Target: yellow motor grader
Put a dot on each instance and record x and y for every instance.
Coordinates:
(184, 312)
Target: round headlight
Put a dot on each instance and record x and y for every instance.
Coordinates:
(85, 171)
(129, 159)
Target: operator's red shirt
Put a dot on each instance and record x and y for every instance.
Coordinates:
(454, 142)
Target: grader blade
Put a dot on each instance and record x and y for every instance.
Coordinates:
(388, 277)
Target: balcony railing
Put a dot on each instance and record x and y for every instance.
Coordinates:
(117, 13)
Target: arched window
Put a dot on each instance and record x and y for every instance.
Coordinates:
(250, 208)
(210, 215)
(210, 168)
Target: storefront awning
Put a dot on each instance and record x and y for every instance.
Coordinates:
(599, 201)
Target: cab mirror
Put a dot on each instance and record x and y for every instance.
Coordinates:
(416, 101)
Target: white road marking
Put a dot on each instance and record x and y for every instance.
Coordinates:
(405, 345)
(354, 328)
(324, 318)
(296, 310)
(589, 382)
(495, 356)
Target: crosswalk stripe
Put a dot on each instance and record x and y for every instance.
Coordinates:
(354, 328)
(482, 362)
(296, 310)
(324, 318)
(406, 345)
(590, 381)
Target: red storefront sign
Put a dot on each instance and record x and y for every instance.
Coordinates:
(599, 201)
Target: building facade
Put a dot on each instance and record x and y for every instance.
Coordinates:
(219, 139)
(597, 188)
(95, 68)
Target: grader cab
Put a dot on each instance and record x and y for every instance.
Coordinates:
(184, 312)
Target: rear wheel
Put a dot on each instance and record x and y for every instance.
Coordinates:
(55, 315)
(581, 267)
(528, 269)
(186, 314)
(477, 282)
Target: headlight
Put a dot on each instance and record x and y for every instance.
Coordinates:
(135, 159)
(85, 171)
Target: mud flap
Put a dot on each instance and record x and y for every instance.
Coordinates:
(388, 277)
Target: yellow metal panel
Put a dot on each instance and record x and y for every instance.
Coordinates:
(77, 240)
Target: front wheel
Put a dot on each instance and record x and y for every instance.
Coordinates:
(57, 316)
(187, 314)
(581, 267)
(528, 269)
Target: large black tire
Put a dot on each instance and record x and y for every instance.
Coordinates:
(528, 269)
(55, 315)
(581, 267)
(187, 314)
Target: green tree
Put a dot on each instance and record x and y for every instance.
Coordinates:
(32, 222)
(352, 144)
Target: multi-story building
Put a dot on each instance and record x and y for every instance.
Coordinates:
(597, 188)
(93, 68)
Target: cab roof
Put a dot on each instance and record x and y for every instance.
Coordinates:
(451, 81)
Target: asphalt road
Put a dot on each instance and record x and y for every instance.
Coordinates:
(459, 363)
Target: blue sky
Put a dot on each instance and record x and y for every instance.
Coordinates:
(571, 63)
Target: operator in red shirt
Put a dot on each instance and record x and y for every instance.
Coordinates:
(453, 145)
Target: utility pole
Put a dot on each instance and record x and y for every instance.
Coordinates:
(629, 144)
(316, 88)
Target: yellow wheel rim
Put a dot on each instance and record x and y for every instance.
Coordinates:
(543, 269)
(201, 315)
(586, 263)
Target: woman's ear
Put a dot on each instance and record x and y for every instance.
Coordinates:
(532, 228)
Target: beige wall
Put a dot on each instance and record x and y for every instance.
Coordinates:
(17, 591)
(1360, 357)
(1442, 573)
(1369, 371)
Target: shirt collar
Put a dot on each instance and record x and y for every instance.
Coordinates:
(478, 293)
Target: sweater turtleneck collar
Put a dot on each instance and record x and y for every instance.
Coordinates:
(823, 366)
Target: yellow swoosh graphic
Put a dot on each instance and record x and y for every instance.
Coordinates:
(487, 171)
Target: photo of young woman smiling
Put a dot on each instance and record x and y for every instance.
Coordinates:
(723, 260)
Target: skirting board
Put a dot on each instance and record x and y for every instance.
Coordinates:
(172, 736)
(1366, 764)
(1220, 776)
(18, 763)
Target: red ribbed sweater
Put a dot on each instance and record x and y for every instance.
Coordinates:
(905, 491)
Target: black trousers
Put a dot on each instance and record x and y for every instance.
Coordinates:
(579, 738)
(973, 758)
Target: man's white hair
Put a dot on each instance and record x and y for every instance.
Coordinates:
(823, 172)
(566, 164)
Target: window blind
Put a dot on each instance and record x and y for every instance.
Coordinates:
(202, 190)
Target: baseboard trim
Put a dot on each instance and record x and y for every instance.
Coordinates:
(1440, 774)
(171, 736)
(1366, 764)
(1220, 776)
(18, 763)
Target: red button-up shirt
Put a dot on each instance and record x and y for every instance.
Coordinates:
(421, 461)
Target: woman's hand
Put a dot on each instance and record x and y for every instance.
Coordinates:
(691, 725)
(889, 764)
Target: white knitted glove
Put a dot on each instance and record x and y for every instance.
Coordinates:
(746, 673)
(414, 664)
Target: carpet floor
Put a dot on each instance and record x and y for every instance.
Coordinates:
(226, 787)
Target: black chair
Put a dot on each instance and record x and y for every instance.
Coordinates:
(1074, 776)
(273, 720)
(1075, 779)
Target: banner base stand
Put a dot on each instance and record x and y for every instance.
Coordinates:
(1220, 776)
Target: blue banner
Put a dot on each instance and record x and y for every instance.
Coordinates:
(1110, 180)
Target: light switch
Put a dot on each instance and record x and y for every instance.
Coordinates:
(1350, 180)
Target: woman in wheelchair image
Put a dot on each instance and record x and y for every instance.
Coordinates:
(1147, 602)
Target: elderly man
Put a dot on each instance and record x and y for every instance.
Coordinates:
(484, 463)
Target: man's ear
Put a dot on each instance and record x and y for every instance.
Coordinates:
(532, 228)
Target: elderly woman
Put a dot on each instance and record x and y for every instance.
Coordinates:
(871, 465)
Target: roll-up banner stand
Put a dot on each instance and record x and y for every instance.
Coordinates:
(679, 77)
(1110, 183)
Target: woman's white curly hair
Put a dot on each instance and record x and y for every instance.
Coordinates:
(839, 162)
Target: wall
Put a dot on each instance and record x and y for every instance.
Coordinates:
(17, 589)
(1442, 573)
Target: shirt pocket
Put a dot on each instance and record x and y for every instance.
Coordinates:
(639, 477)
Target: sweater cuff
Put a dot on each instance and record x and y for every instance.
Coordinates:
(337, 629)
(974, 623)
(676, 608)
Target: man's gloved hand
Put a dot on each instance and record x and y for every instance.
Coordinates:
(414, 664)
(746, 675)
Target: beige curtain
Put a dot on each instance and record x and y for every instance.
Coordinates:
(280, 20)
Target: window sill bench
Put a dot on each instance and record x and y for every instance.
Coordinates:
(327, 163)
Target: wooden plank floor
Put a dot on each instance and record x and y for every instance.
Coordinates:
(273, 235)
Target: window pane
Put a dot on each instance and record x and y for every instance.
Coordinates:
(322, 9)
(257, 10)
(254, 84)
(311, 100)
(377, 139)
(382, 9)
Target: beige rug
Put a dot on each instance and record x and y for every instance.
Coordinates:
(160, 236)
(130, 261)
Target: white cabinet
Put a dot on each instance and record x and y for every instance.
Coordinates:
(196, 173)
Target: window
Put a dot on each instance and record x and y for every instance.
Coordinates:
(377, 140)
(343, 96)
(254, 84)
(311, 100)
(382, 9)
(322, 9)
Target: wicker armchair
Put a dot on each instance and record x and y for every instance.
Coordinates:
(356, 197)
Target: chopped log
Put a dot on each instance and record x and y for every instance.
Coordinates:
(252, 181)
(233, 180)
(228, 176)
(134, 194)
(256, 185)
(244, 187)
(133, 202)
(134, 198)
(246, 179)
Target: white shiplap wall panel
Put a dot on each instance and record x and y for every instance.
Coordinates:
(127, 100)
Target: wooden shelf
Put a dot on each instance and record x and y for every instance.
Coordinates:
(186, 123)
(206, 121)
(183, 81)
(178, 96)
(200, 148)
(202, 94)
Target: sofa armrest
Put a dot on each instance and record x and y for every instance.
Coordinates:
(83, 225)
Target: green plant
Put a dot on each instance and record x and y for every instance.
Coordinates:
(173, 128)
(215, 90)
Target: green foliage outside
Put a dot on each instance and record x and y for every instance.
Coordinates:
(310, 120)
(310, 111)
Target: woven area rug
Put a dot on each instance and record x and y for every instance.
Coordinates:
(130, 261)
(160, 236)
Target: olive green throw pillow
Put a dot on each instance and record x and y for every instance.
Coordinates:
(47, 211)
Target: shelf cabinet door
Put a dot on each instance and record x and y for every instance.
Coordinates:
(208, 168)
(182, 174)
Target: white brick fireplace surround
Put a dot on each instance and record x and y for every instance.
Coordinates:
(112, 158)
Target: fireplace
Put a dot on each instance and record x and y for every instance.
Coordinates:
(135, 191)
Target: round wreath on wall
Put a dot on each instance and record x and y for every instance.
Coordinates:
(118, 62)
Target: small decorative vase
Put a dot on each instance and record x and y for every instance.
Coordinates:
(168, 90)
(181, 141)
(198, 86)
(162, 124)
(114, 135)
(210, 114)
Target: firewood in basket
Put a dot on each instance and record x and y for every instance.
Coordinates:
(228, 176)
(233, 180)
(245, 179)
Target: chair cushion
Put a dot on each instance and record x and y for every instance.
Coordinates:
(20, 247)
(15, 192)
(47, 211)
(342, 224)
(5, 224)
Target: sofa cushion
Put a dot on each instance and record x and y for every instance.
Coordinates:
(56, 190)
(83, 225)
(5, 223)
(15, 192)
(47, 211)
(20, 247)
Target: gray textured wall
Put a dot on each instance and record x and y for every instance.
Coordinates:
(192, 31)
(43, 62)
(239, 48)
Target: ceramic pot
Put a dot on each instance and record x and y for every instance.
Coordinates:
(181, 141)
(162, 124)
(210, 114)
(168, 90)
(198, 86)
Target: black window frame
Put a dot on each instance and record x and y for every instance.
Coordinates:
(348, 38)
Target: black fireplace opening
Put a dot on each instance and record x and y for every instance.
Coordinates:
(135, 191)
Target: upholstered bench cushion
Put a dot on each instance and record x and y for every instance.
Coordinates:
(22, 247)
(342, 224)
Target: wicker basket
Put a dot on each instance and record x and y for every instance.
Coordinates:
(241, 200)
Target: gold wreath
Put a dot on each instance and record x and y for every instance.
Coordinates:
────
§ **PROBLEM REQUIREMENTS**
Reproduce word for word the part of the records that opens with the line containing "Target: utility pole" and closes with the line containing "(1369, 371)", including both of those lines.

§ **SOLUTION FOR THIS EXERCISE**
Target: utility pole
Put a dot on each instance and record x and y for every instance.
Coordinates:
(629, 144)
(316, 88)
Target: yellow wheel rim
Put a dot on each instance and record x and y for every instance.
Coordinates:
(543, 269)
(201, 315)
(586, 263)
Target: woman's ear
Put a dot on each instance and record x and y for every instance.
Coordinates:
(532, 228)
Target: beige wall
Put a dot on each instance and record x and y for every instance.
Coordinates:
(17, 591)
(1360, 357)
(1442, 573)
(1369, 371)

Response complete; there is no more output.